[BEGIN PROVIDED DATA]
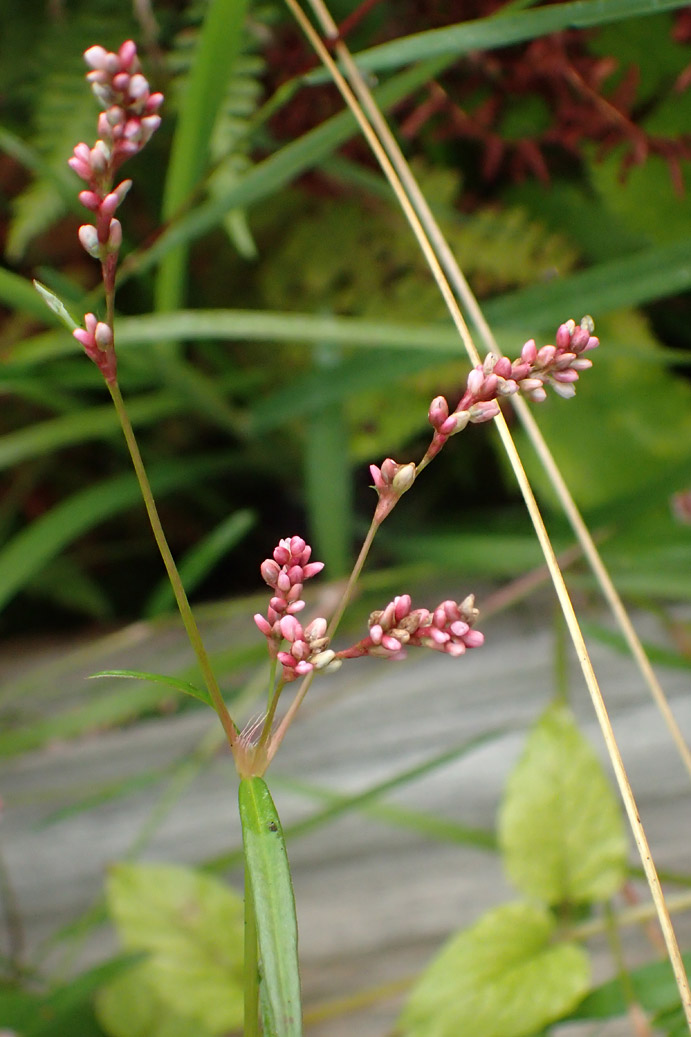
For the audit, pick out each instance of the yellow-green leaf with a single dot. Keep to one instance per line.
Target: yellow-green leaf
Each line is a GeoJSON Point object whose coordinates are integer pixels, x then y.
{"type": "Point", "coordinates": [560, 828]}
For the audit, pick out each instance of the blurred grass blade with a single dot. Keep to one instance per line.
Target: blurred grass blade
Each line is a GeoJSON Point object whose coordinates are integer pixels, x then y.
{"type": "Point", "coordinates": [267, 864]}
{"type": "Point", "coordinates": [24, 556]}
{"type": "Point", "coordinates": [328, 483]}
{"type": "Point", "coordinates": [159, 678]}
{"type": "Point", "coordinates": [502, 30]}
{"type": "Point", "coordinates": [81, 426]}
{"type": "Point", "coordinates": [199, 561]}
{"type": "Point", "coordinates": [633, 280]}
{"type": "Point", "coordinates": [278, 169]}
{"type": "Point", "coordinates": [218, 47]}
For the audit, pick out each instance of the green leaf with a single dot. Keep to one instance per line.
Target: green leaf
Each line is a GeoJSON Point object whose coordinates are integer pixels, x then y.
{"type": "Point", "coordinates": [159, 678]}
{"type": "Point", "coordinates": [130, 1007]}
{"type": "Point", "coordinates": [503, 977]}
{"type": "Point", "coordinates": [267, 863]}
{"type": "Point", "coordinates": [560, 828]}
{"type": "Point", "coordinates": [55, 305]}
{"type": "Point", "coordinates": [269, 175]}
{"type": "Point", "coordinates": [503, 30]}
{"type": "Point", "coordinates": [66, 1009]}
{"type": "Point", "coordinates": [653, 985]}
{"type": "Point", "coordinates": [190, 924]}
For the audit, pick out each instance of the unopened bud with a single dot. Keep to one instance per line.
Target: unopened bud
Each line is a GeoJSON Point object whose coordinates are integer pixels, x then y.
{"type": "Point", "coordinates": [404, 478]}
{"type": "Point", "coordinates": [89, 240]}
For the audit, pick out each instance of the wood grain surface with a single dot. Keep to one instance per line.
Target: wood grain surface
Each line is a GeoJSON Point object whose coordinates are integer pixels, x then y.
{"type": "Point", "coordinates": [375, 897]}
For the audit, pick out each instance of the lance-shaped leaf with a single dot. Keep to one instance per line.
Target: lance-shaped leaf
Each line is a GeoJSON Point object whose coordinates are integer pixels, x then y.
{"type": "Point", "coordinates": [267, 863]}
{"type": "Point", "coordinates": [560, 828]}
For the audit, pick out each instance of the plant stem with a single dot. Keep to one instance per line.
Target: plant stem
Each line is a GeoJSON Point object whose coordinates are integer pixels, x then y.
{"type": "Point", "coordinates": [175, 582]}
{"type": "Point", "coordinates": [353, 579]}
{"type": "Point", "coordinates": [251, 964]}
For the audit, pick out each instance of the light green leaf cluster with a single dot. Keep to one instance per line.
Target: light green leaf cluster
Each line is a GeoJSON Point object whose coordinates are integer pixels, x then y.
{"type": "Point", "coordinates": [190, 925]}
{"type": "Point", "coordinates": [562, 838]}
{"type": "Point", "coordinates": [501, 978]}
{"type": "Point", "coordinates": [560, 828]}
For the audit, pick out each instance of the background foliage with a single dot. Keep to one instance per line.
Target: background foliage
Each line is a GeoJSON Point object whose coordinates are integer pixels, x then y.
{"type": "Point", "coordinates": [278, 331]}
{"type": "Point", "coordinates": [557, 167]}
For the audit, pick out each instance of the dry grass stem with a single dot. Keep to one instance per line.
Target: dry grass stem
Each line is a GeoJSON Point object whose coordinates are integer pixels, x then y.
{"type": "Point", "coordinates": [386, 151]}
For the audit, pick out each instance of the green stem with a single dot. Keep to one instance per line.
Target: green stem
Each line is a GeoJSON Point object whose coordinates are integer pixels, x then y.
{"type": "Point", "coordinates": [171, 568]}
{"type": "Point", "coordinates": [353, 579]}
{"type": "Point", "coordinates": [251, 964]}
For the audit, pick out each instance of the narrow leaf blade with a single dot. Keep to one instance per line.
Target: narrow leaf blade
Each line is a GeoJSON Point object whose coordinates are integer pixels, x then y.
{"type": "Point", "coordinates": [267, 862]}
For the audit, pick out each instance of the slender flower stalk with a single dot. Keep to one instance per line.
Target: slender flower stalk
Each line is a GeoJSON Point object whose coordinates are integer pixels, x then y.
{"type": "Point", "coordinates": [128, 119]}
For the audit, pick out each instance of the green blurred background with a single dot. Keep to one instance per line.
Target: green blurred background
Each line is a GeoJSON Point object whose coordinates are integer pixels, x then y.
{"type": "Point", "coordinates": [279, 330]}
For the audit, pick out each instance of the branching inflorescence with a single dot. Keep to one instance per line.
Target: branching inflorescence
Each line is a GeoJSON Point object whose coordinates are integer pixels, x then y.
{"type": "Point", "coordinates": [449, 627]}
{"type": "Point", "coordinates": [127, 121]}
[END PROVIDED DATA]
STATED TASK →
Reproduce word for word every line of the entries, starting at the line that contains "For the audit, pick out each instance of the slender" and ending at the last line of the entries. Include both of those lines.

THE REPLY →
For the audit, pick out each instance of the slender flower stalk with a single dot. Keep to one instance per line.
Target: slender flower stalk
Each line is a GeoJSON Point object whose coordinates are integer pixels, x then y.
{"type": "Point", "coordinates": [128, 119]}
For the audit, pick out each instance of the green blurred background with a single dot. Keep to one instance per line.
Target: green blurred background
Each line is a GeoJSON Point object whose coordinates are integer pixels, x then y.
{"type": "Point", "coordinates": [279, 330]}
For the audit, pick out each instance of the branching inflorescence with a single dot. Keep to one instance per line.
Target: branching inflorescence
Each line is a GeoJSON Point object whose coordinates are integer pixels, x then y.
{"type": "Point", "coordinates": [449, 627]}
{"type": "Point", "coordinates": [127, 121]}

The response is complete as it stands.